▶ What is expected: Reproduce the listing below in full, swapping each "blue" for "red" and leaving everything else unchanged.

▶ Input for this task:
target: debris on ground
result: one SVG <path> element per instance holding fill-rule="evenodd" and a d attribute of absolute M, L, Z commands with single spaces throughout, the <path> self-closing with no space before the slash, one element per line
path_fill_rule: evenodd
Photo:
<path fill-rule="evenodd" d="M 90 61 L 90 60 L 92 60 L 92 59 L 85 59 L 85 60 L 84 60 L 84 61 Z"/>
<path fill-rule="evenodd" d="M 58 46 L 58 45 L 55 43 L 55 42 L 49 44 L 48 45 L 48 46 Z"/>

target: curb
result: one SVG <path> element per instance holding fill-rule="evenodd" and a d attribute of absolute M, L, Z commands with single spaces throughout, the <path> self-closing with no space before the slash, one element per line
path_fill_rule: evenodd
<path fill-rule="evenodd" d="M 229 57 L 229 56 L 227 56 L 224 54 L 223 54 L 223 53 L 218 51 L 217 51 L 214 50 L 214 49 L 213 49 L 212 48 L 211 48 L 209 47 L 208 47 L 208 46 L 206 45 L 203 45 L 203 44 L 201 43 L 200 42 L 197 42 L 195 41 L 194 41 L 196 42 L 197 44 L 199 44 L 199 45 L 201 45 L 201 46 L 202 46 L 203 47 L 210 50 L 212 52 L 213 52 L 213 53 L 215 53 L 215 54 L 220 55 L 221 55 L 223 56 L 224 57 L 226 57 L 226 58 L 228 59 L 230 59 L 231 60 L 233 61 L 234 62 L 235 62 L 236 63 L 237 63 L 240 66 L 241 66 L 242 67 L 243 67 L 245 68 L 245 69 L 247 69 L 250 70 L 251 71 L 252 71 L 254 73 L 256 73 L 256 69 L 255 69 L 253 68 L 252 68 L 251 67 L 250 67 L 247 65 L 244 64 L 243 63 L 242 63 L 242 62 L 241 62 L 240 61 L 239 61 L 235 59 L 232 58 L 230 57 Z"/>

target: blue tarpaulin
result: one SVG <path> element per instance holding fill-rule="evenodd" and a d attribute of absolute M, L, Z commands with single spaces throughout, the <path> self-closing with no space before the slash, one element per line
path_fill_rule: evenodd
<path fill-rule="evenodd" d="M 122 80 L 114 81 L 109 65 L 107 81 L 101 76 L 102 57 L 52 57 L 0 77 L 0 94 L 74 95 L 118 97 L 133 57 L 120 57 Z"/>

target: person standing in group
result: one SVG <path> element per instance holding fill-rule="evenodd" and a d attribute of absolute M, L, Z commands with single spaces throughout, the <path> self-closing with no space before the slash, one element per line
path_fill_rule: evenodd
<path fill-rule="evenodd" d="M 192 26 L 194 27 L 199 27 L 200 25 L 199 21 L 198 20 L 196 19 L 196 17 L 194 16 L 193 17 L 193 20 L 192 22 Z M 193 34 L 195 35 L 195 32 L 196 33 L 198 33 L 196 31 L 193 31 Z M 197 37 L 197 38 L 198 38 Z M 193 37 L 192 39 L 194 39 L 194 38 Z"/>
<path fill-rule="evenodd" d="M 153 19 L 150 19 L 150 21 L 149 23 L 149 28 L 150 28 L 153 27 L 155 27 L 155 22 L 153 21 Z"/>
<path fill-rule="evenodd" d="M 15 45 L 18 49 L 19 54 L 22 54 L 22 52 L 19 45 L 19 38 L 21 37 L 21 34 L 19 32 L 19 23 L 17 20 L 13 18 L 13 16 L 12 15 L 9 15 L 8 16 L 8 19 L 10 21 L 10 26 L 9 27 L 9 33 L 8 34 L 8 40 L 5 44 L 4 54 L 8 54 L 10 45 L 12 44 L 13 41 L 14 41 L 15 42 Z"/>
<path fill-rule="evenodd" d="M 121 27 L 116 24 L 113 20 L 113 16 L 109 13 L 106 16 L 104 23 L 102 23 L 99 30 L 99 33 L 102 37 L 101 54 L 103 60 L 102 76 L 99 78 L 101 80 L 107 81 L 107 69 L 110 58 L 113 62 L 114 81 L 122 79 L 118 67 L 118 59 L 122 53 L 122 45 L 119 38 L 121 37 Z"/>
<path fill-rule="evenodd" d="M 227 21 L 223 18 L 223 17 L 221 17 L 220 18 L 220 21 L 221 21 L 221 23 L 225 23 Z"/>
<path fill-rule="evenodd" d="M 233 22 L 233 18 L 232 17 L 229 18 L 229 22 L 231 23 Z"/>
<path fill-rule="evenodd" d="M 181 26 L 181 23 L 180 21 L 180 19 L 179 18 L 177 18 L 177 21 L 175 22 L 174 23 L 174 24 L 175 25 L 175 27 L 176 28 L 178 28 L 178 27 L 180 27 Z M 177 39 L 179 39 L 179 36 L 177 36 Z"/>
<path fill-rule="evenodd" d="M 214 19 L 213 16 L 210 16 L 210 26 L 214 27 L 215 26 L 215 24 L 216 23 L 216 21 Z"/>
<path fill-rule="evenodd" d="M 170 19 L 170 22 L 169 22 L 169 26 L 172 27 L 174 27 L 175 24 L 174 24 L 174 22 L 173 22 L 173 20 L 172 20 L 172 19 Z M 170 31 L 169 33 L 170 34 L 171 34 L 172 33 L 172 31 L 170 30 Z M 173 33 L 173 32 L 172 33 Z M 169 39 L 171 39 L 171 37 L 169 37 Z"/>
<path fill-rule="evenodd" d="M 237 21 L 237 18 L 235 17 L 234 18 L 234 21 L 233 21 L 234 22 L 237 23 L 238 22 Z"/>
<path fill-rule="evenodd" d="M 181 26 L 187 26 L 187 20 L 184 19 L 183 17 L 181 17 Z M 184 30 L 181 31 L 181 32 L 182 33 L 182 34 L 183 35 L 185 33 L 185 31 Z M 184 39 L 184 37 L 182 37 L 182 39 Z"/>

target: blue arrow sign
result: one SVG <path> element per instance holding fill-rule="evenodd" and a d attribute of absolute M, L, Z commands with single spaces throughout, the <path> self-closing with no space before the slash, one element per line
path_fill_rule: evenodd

▶ Answer to this task:
target: debris on ground
result: one SVG <path> element per instance holding fill-rule="evenodd" and a d attribute of absolute M, L, Z commands with single spaces throughout, the <path> self-closing with no space before the slash, one element per line
path_fill_rule: evenodd
Photo:
<path fill-rule="evenodd" d="M 90 61 L 90 60 L 92 60 L 92 59 L 85 59 L 85 60 L 84 60 L 84 61 Z"/>
<path fill-rule="evenodd" d="M 58 46 L 58 45 L 55 43 L 55 42 L 49 44 L 48 45 L 48 46 Z"/>

target: curb
result: one SVG <path> element per instance holding fill-rule="evenodd" and a d attribute of absolute M, L, Z commands with single spaces throughout, the <path> self-closing with no space before the slash, one element per line
path_fill_rule: evenodd
<path fill-rule="evenodd" d="M 229 57 L 229 56 L 227 56 L 224 54 L 223 54 L 223 53 L 218 51 L 217 51 L 214 50 L 214 49 L 213 49 L 212 48 L 211 48 L 209 47 L 208 47 L 208 46 L 206 45 L 203 45 L 203 44 L 201 43 L 200 42 L 197 42 L 195 41 L 194 41 L 196 42 L 197 44 L 199 44 L 199 45 L 201 45 L 201 46 L 202 46 L 203 47 L 210 50 L 212 52 L 213 52 L 213 53 L 215 53 L 215 54 L 220 55 L 221 55 L 223 56 L 224 57 L 226 57 L 226 58 L 228 59 L 230 59 L 231 60 L 233 61 L 234 62 L 235 62 L 236 63 L 237 63 L 240 66 L 241 66 L 242 67 L 243 67 L 245 68 L 245 69 L 247 69 L 250 70 L 251 71 L 252 71 L 254 73 L 256 73 L 256 69 L 255 69 L 253 68 L 252 68 L 251 67 L 250 67 L 247 65 L 244 64 L 243 63 L 242 63 L 242 62 L 241 62 L 240 61 L 239 61 L 235 59 L 232 58 L 230 57 Z"/>

target: red tarpaulin
result: one SVG <path> element per instance holding fill-rule="evenodd" and a d attribute of absolute M, L, Z commands with single spaces throughout, the <path> self-closing with no space before the slash, one element per line
path_fill_rule: evenodd
<path fill-rule="evenodd" d="M 122 80 L 114 81 L 109 65 L 107 81 L 101 76 L 102 57 L 52 57 L 0 77 L 0 94 L 74 95 L 118 97 L 133 57 L 120 57 Z"/>

target: person standing in group
result: one SVG <path> element per instance holding fill-rule="evenodd" and a d attribute of absolute M, L, Z commands with single spaces throughout, the <path> self-closing with no space before the slash, one element per line
path_fill_rule: evenodd
<path fill-rule="evenodd" d="M 192 26 L 194 27 L 199 27 L 200 25 L 199 21 L 198 20 L 196 19 L 196 17 L 194 16 L 193 17 L 193 20 L 192 22 Z M 193 34 L 195 35 L 195 32 L 196 33 L 198 33 L 196 31 L 193 31 Z M 197 37 L 197 38 L 198 38 Z M 193 37 L 192 39 L 194 39 L 194 38 Z"/>
<path fill-rule="evenodd" d="M 153 19 L 150 19 L 150 21 L 149 23 L 149 28 L 150 28 L 153 27 L 155 27 L 155 22 L 153 21 Z"/>
<path fill-rule="evenodd" d="M 15 45 L 18 49 L 19 54 L 22 54 L 22 52 L 19 45 L 19 38 L 21 37 L 21 34 L 19 32 L 19 23 L 17 20 L 13 18 L 13 16 L 12 15 L 9 15 L 8 16 L 8 19 L 10 21 L 10 26 L 9 27 L 9 33 L 8 34 L 8 40 L 5 44 L 4 54 L 8 54 L 10 45 L 12 44 L 13 41 L 14 41 L 15 42 Z"/>
<path fill-rule="evenodd" d="M 121 27 L 116 24 L 113 20 L 113 16 L 109 13 L 106 16 L 104 23 L 102 23 L 99 30 L 99 33 L 102 37 L 101 54 L 103 60 L 102 76 L 99 78 L 101 80 L 107 81 L 107 69 L 110 58 L 113 62 L 114 81 L 122 79 L 118 67 L 118 59 L 122 53 L 122 45 L 119 38 L 121 37 Z"/>
<path fill-rule="evenodd" d="M 227 21 L 223 18 L 223 17 L 221 17 L 220 18 L 220 21 L 221 21 L 221 23 L 225 23 Z"/>
<path fill-rule="evenodd" d="M 233 22 L 233 18 L 232 17 L 229 18 L 229 22 L 231 23 Z"/>
<path fill-rule="evenodd" d="M 181 26 L 181 23 L 180 21 L 180 19 L 179 18 L 177 18 L 177 21 L 175 22 L 174 23 L 174 24 L 175 25 L 175 27 L 176 28 L 178 28 L 178 27 L 180 27 Z M 177 39 L 179 39 L 179 36 L 177 36 Z"/>
<path fill-rule="evenodd" d="M 214 19 L 213 16 L 210 16 L 210 26 L 214 27 L 215 26 L 215 24 L 216 23 L 216 21 Z"/>
<path fill-rule="evenodd" d="M 170 19 L 170 22 L 169 22 L 169 26 L 172 27 L 174 27 L 175 24 L 174 24 L 174 22 L 173 22 L 173 20 L 172 20 L 172 19 Z M 170 31 L 169 33 L 170 34 L 171 34 L 172 33 L 172 31 L 170 30 Z M 173 33 L 173 32 L 172 33 Z M 169 39 L 171 39 L 171 37 L 169 37 Z"/>
<path fill-rule="evenodd" d="M 237 21 L 237 18 L 235 17 L 234 18 L 234 21 L 233 21 L 234 22 L 237 23 L 238 22 Z"/>
<path fill-rule="evenodd" d="M 181 26 L 187 26 L 187 20 L 184 19 L 183 17 L 181 17 Z M 184 30 L 181 31 L 181 32 L 182 33 L 182 34 L 183 35 L 185 33 L 185 31 Z M 184 39 L 184 37 L 182 37 L 182 39 Z"/>

target: red arrow sign
result: one SVG <path> element per instance holding fill-rule="evenodd" and a d attribute of absolute M, L, Z commands with single spaces throughout, the <path> self-closing with no space before the slash, one element per line
path_fill_rule: evenodd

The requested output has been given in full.